_WHAT YOU WILL DO_
Pick out every line in the entries below that contains the word "crumb", and copy each of those lines in full.

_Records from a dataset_
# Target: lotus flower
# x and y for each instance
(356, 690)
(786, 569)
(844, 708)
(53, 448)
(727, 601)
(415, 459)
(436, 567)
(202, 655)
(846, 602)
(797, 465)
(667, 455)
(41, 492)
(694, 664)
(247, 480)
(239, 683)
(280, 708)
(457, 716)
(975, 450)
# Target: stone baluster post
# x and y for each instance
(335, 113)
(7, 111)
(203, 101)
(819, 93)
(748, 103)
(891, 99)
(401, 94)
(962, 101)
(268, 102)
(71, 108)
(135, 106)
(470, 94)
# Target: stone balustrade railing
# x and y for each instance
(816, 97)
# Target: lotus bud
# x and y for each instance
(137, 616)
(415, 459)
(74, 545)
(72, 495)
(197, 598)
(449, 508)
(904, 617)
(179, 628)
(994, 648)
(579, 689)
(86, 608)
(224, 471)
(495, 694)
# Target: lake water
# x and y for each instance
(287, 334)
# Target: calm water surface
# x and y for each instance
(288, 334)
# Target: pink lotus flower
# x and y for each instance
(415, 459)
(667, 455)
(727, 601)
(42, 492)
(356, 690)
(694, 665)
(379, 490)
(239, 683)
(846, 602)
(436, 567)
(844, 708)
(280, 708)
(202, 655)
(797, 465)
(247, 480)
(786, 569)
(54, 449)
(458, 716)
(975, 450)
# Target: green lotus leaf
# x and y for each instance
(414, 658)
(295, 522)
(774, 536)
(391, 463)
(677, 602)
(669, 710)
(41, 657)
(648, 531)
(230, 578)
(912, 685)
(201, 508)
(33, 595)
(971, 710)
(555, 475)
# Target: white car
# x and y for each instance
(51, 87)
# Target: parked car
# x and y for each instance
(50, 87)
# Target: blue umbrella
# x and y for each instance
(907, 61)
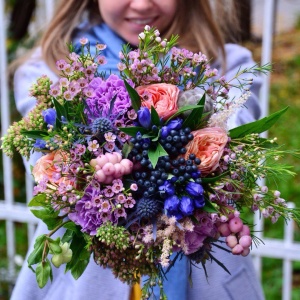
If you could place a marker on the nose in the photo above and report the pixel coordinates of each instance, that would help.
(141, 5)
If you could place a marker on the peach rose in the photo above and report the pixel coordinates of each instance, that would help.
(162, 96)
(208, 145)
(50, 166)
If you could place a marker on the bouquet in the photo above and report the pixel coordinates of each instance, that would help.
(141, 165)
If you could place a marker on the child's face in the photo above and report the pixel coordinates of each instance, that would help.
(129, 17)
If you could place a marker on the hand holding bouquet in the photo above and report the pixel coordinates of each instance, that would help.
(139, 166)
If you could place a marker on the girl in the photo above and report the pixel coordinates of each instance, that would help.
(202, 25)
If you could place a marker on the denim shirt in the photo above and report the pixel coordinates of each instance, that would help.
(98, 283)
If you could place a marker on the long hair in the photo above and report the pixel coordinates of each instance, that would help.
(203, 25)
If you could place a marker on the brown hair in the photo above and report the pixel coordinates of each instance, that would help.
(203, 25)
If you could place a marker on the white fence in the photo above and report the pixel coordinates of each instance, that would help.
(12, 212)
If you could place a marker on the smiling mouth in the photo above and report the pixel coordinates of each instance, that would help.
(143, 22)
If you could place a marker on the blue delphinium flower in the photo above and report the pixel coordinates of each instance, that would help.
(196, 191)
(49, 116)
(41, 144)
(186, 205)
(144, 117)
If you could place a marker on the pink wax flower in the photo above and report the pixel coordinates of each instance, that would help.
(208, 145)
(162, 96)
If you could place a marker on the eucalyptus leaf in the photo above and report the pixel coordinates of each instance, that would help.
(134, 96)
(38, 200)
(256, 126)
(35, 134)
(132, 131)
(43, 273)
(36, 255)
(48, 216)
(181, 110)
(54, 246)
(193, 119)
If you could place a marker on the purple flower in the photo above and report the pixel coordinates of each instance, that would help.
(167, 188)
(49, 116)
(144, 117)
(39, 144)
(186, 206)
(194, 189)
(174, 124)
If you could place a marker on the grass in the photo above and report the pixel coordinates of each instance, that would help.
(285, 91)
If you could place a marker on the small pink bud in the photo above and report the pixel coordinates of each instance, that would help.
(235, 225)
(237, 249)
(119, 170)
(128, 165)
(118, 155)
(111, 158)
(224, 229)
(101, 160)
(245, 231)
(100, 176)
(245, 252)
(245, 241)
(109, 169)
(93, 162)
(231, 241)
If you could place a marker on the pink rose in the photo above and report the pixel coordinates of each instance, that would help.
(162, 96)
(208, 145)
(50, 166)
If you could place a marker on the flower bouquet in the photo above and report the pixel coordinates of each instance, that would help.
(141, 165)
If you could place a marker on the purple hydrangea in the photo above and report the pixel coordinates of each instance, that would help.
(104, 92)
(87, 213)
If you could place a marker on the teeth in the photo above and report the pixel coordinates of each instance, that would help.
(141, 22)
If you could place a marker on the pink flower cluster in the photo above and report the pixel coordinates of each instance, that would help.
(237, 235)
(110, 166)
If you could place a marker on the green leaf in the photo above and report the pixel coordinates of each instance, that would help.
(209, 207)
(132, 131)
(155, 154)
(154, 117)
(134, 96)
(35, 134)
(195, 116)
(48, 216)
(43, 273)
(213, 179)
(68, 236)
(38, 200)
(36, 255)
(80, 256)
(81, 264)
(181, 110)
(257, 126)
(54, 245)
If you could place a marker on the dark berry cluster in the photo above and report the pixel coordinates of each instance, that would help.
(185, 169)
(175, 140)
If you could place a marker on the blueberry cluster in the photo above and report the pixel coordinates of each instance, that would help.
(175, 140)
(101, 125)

---

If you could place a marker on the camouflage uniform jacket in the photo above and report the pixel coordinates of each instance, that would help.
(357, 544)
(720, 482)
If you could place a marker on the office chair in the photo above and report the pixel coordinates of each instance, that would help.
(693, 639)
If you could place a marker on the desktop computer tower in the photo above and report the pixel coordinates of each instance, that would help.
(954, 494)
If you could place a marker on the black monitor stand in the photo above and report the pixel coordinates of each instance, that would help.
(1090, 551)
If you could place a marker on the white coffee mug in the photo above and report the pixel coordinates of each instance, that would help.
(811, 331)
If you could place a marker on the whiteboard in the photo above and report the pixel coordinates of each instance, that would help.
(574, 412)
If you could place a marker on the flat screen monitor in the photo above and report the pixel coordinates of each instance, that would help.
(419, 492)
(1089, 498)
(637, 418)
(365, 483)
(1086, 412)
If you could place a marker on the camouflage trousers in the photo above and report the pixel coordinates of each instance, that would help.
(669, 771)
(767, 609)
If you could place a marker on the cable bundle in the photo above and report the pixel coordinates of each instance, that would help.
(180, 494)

==

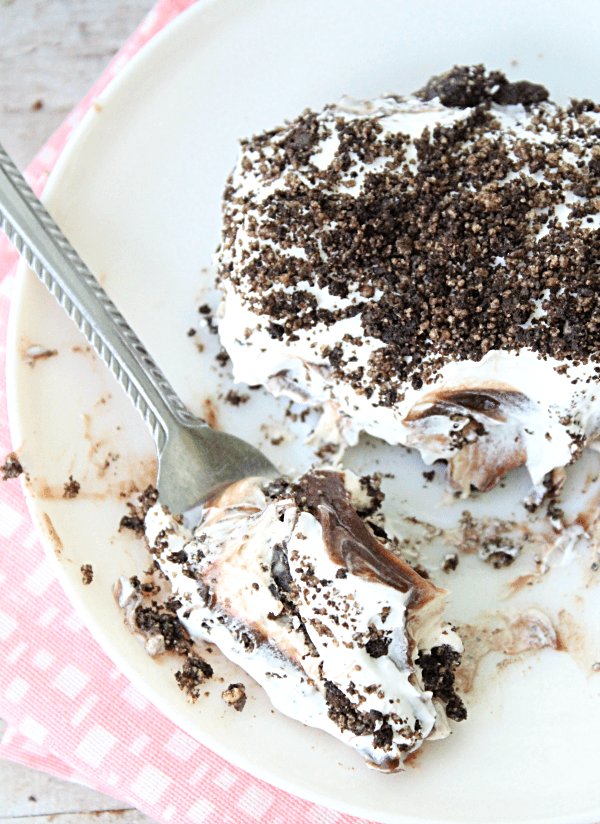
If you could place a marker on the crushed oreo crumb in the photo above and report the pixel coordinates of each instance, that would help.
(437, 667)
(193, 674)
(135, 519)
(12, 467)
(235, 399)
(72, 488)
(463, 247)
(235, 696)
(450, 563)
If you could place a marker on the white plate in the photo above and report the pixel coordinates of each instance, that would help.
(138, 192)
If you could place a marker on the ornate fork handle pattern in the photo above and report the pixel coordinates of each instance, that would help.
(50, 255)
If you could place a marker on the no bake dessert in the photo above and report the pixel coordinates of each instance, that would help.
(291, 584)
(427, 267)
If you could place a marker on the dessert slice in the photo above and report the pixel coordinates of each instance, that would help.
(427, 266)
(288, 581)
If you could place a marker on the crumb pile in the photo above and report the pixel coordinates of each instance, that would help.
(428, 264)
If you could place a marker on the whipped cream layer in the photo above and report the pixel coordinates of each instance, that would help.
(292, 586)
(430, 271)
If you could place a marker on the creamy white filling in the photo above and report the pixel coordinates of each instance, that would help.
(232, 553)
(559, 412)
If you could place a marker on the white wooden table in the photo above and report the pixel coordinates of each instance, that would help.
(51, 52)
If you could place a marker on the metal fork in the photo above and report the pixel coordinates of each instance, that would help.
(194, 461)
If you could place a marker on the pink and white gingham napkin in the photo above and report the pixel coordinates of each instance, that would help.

_THE RESULT_
If you could place a marker on the crushed oreo crumb in the photo above and report the pixel coordinates of each instance, that would help.
If you could place a marker on the crumb pile in the photo above and report the pixel coordinates of each instance, that would help.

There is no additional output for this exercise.